▶ **Problem**: What are the lines, copied exactly, from the one containing "marking the upper" through the last line of the records below, both included?

+++ Information

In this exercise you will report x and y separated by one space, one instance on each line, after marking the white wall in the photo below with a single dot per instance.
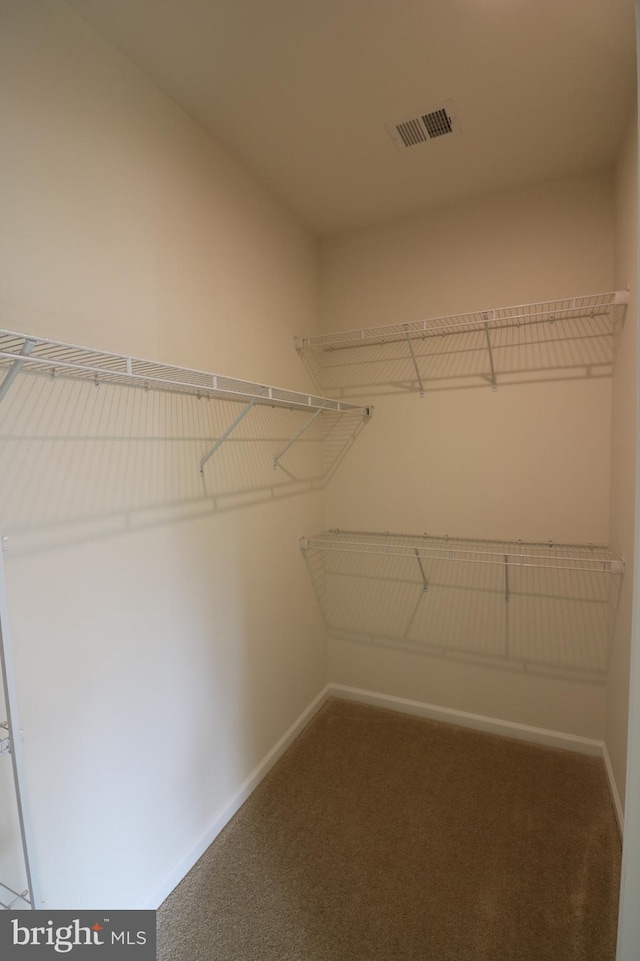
529 461
163 644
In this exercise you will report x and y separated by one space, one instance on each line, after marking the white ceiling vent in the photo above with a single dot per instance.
422 128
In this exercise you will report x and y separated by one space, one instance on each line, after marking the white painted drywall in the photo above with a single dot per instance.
529 461
163 643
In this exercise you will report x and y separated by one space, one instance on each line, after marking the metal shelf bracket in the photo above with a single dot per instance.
415 362
425 582
489 317
16 367
295 437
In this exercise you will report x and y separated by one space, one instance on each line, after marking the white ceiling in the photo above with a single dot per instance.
300 91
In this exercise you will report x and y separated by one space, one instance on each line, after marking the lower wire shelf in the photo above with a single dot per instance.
542 607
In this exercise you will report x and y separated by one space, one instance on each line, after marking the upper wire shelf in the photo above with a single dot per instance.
20 352
570 333
550 556
24 353
535 607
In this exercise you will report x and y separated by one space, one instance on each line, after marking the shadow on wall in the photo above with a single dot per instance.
544 621
79 461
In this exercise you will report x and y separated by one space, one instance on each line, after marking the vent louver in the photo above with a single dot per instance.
438 122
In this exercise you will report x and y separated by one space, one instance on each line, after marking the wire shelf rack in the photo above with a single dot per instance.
25 353
576 333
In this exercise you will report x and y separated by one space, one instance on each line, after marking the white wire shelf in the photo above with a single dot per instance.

++++++

▶ **Exercise result**:
In this exercise you will report x and y separated by one space, one instance on each line, after marking the upper wire shelf in the photo above with a single dot per instance.
20 352
570 333
550 556
24 353
535 607
In this exercise you will report x and y separated by one space, one instance on each line, after marking the shadow on wall in the photo above with a single dot per instance.
544 621
79 461
In this exercise you will report x and y separated by one space, one instance on each line, after marking the vent louver in the photo above with a single dot per instance.
438 122
In this exercise you will report x and y separated by one space, one instance on each line, after marking the wire shelf rack in the photo above with a single dot per instance.
25 353
576 333
In this exercise you will report x and y separated by one space, one instance on each line, after marking the white wire shelf in the photo above with a single dot per instance.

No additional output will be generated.